** START SUPPLIED MATERIAL **

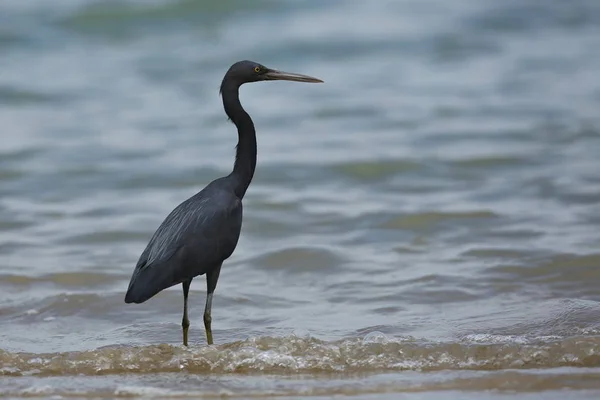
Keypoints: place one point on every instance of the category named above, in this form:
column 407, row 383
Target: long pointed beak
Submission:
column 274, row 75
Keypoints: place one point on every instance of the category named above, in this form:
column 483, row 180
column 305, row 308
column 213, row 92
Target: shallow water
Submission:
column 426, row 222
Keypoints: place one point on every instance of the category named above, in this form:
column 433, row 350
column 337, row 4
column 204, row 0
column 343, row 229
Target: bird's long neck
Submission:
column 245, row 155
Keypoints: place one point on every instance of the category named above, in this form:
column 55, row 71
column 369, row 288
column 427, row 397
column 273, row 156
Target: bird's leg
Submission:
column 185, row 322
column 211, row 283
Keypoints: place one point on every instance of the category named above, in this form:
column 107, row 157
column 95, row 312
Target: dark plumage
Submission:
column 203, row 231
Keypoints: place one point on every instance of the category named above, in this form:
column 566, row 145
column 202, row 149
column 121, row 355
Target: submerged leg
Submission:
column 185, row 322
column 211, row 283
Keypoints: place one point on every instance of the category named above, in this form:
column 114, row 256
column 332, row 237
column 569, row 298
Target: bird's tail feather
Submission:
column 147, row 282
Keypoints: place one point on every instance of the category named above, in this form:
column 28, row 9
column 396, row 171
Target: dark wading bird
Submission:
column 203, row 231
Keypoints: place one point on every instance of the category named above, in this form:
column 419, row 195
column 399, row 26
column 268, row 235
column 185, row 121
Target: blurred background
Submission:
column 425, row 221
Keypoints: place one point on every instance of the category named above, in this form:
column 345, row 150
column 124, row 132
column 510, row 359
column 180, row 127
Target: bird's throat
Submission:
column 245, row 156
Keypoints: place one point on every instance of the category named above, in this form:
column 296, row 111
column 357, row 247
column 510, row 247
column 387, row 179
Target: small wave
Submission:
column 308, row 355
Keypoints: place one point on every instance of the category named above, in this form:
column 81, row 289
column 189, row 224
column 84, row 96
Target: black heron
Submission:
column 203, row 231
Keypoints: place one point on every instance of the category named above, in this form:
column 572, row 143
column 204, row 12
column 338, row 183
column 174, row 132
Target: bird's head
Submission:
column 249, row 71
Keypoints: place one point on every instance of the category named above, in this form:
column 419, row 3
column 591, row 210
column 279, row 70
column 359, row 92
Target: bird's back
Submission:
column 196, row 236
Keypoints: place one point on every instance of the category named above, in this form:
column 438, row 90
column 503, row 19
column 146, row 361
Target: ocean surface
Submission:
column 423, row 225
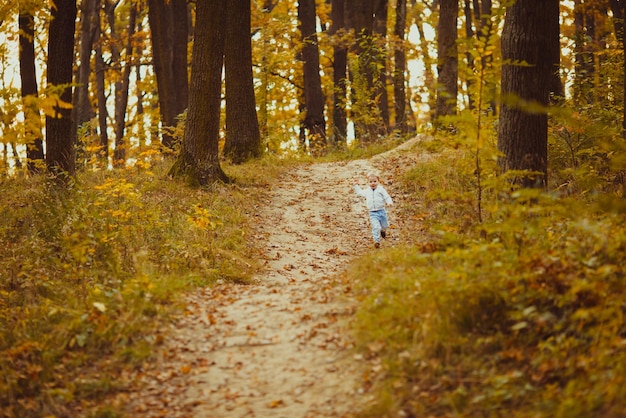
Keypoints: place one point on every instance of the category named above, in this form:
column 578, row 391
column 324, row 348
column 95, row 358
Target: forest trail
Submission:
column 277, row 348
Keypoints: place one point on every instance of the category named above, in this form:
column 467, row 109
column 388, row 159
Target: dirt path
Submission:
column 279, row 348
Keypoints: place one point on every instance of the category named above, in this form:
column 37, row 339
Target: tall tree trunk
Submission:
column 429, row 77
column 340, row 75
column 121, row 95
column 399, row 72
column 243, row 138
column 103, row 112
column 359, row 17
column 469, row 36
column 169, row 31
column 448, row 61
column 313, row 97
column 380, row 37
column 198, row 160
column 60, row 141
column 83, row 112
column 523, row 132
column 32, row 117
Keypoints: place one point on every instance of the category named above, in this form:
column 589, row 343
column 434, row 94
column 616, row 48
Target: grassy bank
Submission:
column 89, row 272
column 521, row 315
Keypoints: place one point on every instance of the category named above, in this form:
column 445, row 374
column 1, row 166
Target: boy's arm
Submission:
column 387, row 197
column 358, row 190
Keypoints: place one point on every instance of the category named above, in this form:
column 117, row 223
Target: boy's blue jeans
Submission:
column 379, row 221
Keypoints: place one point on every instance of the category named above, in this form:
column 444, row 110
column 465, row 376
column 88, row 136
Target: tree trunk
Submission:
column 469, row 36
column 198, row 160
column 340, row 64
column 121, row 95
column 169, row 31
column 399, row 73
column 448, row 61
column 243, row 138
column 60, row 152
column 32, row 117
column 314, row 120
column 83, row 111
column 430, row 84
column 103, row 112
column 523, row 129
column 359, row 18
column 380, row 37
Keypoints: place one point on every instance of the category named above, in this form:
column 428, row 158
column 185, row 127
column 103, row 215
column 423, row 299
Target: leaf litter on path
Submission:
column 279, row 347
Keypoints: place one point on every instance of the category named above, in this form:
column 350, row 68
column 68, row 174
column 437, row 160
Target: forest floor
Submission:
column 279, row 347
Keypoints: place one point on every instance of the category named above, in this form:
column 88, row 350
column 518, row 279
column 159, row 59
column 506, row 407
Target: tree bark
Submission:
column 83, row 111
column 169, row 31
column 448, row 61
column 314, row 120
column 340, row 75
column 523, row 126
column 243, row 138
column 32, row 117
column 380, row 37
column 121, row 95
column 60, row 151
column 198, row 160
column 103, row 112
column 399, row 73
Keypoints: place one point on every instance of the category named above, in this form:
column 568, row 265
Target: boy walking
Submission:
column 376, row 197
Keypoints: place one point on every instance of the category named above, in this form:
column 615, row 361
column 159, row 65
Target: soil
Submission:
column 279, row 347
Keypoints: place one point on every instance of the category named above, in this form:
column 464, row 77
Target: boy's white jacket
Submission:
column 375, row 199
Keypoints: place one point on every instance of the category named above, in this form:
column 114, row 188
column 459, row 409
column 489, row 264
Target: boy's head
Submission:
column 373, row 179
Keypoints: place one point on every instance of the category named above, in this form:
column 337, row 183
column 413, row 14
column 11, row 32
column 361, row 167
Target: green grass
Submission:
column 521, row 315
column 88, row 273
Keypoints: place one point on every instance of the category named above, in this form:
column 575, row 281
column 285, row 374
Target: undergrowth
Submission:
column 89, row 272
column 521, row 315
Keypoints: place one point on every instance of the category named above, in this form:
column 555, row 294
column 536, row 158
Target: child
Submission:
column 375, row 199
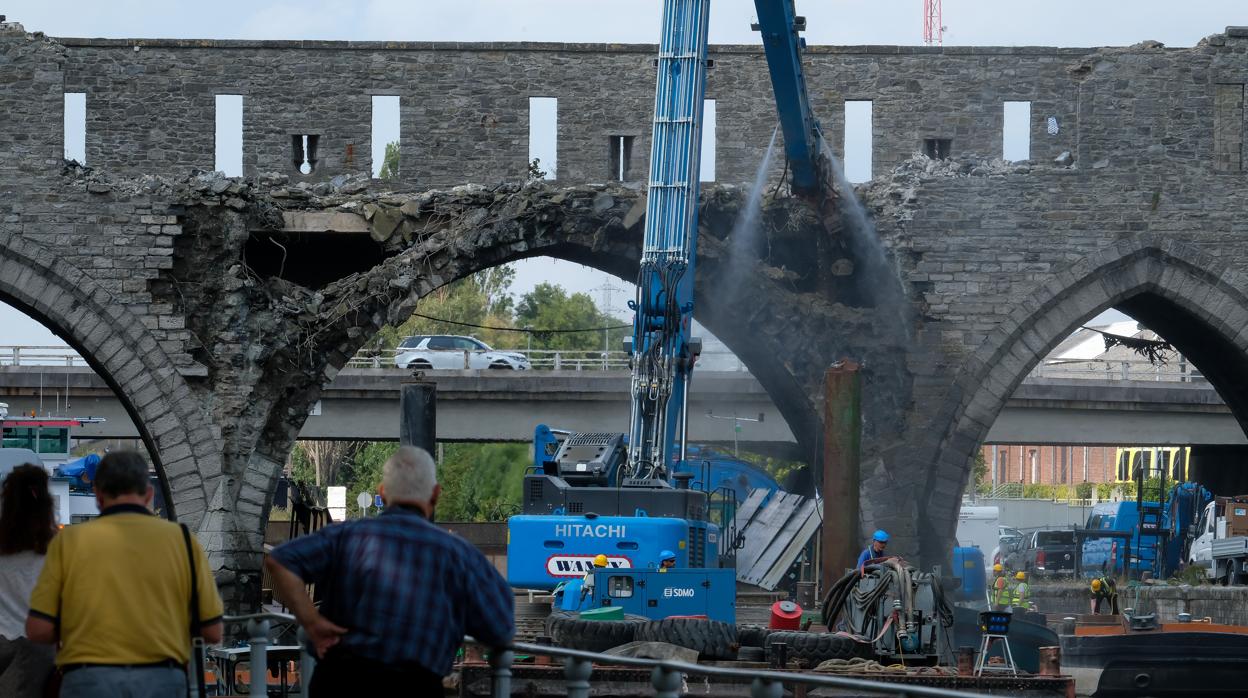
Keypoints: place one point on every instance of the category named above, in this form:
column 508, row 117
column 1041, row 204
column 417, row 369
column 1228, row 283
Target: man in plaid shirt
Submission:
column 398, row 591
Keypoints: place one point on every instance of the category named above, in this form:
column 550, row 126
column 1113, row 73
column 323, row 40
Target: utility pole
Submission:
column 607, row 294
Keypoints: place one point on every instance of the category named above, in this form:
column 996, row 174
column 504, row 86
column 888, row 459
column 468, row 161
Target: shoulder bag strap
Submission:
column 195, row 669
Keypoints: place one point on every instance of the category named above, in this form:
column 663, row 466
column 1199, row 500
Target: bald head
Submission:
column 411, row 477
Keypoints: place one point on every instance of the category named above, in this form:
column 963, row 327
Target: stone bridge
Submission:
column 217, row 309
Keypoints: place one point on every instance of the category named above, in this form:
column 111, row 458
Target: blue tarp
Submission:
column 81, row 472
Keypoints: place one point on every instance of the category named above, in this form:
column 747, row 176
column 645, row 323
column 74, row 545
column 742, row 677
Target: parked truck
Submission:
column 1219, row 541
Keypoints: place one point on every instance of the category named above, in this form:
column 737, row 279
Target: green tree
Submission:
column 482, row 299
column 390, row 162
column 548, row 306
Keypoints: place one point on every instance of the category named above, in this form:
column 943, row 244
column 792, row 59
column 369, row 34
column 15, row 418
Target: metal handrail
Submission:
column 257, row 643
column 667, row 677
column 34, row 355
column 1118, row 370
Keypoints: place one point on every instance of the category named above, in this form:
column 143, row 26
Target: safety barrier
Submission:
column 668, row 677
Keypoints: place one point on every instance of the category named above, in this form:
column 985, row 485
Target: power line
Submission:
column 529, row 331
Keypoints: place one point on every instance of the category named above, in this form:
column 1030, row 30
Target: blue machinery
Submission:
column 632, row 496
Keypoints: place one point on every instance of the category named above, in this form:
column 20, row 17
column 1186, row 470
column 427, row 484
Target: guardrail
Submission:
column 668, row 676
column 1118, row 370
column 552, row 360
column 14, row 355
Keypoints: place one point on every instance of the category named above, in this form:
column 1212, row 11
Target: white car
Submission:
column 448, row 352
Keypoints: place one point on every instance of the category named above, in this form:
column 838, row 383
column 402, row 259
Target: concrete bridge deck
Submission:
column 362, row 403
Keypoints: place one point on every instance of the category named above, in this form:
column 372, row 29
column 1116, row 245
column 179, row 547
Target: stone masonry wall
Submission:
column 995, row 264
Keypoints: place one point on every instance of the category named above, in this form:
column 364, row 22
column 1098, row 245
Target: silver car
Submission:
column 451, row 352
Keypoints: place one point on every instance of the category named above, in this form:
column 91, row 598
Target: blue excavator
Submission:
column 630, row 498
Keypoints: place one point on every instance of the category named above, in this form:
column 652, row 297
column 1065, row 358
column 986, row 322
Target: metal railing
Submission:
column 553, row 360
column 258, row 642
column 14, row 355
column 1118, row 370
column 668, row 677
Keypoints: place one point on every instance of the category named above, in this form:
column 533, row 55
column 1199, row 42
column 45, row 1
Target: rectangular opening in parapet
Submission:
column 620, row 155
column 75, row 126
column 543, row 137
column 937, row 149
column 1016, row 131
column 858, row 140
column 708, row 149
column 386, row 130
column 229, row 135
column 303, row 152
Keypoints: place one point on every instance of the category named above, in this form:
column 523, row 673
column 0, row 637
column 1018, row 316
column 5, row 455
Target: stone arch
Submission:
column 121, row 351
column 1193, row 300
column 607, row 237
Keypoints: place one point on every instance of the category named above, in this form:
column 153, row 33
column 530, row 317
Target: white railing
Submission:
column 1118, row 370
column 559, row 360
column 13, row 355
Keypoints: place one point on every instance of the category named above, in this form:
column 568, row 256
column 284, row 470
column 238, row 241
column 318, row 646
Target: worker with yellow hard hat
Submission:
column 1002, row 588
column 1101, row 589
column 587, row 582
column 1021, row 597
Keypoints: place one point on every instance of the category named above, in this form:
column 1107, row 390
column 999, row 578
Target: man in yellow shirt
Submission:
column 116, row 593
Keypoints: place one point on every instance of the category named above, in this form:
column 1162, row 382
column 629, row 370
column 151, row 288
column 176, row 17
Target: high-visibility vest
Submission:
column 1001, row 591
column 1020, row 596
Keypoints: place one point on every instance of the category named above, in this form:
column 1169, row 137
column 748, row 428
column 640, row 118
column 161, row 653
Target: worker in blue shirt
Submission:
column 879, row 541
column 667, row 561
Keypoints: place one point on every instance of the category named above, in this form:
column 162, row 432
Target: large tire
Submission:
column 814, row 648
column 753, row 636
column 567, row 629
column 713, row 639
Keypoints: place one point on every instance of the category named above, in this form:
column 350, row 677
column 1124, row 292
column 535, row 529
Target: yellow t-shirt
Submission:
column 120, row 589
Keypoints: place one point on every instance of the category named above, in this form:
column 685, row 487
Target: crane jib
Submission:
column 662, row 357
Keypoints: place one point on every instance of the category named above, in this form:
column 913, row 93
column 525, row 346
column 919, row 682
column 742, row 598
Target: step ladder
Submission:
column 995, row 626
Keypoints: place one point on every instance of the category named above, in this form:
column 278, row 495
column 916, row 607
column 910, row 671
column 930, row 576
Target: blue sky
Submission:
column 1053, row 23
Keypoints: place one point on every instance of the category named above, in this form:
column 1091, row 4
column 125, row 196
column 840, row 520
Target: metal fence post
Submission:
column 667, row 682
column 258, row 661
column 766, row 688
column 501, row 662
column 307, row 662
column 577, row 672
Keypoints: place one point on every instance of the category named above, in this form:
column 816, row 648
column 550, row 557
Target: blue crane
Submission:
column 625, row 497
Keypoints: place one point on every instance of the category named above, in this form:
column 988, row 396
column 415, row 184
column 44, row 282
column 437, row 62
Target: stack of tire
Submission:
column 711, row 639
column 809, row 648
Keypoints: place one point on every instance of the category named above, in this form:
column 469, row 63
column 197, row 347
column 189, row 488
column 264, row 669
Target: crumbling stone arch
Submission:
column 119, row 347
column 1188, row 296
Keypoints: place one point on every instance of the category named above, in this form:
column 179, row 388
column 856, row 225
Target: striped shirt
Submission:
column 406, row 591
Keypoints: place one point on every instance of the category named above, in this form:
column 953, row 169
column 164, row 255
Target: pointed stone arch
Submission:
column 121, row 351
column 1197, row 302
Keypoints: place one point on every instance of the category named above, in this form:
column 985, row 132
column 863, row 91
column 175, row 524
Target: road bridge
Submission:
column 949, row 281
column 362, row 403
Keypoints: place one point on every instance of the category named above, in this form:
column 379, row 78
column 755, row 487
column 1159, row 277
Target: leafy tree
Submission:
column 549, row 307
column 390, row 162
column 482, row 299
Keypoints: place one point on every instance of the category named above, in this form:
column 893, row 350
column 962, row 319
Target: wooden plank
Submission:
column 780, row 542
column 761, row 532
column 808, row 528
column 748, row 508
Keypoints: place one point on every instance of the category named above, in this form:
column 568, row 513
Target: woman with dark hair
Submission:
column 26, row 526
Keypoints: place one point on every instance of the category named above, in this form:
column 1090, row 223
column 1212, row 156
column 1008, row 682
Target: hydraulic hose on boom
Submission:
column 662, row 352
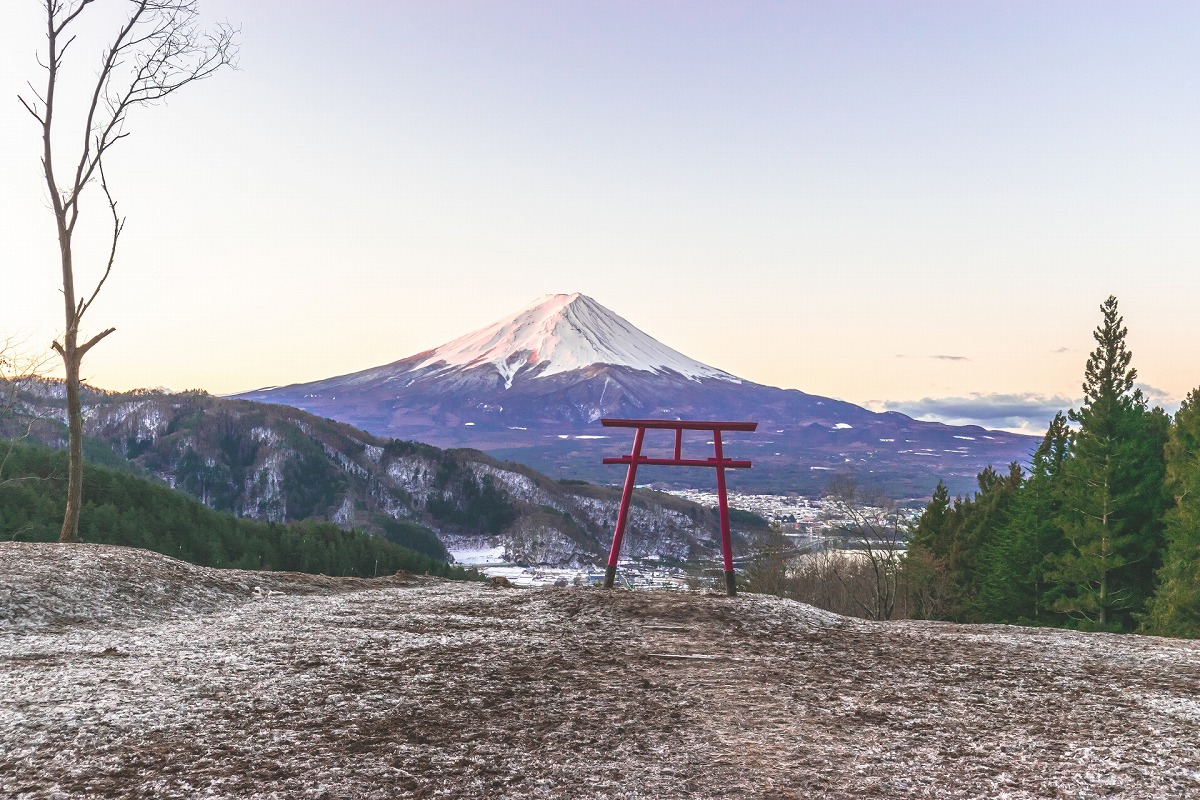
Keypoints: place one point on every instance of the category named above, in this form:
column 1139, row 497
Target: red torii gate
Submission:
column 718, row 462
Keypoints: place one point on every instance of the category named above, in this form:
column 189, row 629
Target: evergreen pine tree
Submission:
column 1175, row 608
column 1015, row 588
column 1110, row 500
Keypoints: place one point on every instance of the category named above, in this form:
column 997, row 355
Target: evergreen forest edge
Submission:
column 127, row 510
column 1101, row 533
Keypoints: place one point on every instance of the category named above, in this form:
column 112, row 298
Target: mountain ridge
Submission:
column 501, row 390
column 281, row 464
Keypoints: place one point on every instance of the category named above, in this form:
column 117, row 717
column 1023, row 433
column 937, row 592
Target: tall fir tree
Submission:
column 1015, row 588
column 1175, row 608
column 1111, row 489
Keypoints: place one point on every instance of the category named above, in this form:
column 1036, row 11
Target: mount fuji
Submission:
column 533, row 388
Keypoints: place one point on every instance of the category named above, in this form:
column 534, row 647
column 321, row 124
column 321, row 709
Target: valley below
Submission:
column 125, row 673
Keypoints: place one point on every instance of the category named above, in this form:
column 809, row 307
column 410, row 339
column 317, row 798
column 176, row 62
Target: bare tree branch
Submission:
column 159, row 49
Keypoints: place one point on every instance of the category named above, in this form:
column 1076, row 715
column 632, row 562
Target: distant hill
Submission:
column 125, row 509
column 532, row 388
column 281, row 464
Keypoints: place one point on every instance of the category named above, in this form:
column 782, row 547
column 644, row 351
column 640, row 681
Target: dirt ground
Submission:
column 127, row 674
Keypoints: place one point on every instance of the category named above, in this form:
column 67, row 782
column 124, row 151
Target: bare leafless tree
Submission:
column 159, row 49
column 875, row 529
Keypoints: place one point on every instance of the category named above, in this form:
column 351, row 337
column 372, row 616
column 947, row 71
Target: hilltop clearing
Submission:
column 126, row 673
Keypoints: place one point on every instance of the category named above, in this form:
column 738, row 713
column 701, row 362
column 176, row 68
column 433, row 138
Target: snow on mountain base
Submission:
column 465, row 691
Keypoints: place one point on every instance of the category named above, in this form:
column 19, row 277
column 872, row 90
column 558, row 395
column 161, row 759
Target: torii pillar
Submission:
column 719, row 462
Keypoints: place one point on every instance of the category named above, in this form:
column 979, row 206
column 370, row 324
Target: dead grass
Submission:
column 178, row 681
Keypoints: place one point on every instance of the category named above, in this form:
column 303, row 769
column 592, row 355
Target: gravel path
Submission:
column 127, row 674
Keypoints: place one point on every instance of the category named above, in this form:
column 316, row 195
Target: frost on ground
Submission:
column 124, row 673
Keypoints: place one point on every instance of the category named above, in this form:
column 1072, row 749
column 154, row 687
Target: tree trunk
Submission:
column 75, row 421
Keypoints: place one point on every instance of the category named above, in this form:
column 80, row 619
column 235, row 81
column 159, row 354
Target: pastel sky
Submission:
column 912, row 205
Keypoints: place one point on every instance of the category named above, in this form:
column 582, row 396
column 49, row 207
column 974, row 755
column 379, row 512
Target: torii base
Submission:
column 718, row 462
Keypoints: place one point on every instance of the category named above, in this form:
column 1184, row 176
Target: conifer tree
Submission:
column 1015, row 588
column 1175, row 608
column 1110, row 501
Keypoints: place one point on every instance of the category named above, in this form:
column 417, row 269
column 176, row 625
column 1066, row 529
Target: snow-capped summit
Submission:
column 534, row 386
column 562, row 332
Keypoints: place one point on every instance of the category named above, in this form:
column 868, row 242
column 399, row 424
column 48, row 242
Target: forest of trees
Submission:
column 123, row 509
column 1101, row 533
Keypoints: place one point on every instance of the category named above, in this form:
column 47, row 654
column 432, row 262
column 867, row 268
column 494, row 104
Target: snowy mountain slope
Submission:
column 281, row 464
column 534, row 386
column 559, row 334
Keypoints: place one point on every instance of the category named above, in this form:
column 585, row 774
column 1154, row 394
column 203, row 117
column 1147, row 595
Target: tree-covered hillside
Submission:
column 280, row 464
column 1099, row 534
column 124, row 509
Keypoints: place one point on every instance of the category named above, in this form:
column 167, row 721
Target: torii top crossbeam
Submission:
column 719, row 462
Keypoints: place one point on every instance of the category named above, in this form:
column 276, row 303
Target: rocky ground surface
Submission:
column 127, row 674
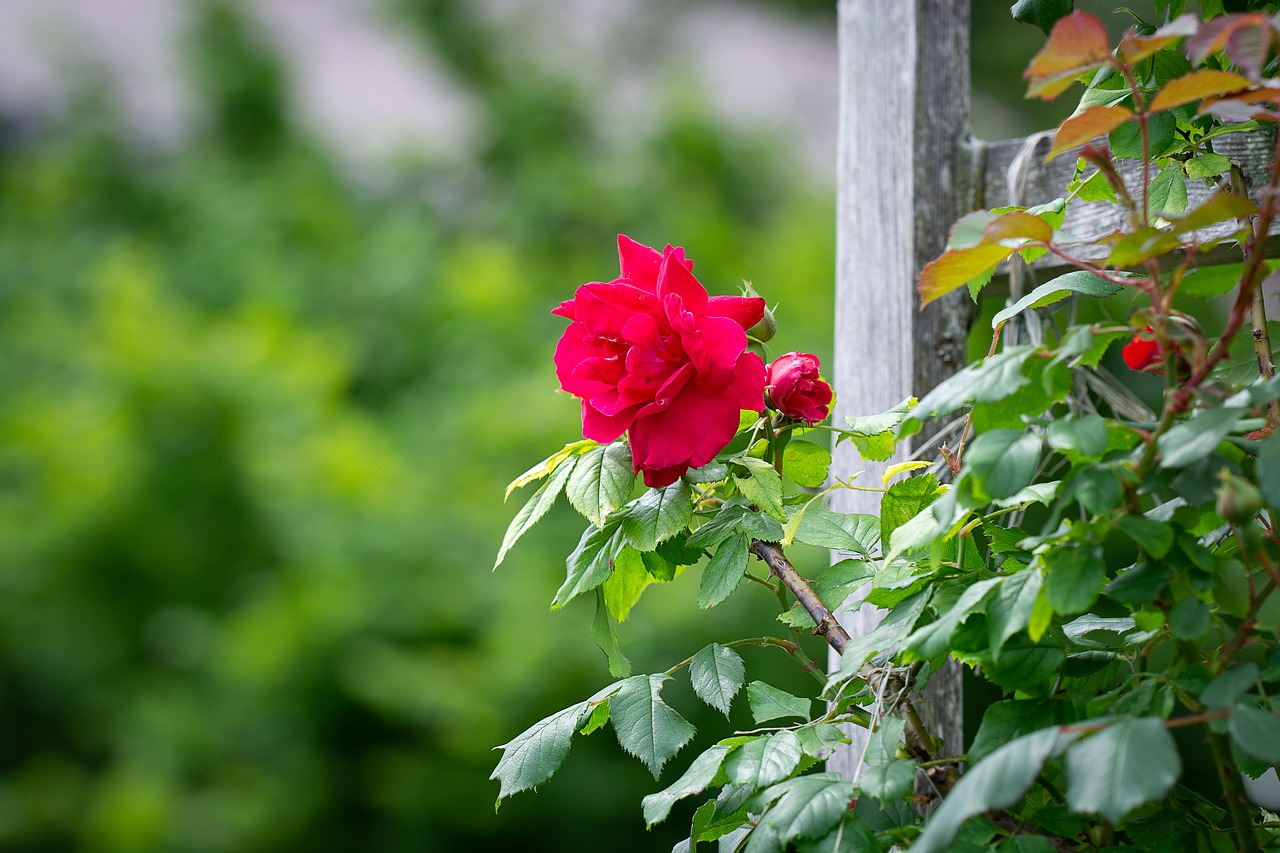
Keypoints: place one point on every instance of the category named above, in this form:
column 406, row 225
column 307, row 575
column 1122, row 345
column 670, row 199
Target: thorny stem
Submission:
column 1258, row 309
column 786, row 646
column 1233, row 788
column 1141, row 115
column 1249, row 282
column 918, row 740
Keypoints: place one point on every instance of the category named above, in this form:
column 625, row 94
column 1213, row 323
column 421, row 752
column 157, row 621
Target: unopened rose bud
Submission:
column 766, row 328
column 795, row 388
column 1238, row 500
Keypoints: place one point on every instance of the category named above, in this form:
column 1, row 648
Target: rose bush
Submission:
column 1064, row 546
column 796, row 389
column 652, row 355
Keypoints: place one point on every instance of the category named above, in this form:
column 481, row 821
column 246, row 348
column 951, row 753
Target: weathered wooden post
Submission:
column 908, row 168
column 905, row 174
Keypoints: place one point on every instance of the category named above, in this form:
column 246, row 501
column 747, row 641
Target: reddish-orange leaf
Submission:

** END SUPPLIED MATERIAL **

• SET EXERCISE: Show every line above that contains the string "shirt". Case counts.

• FULL OUTPUT:
Target: man in plaid shirt
Target: man in yellow shirt
Target: worker in blue shirt
Target: yellow t-shirt
Target: striped shirt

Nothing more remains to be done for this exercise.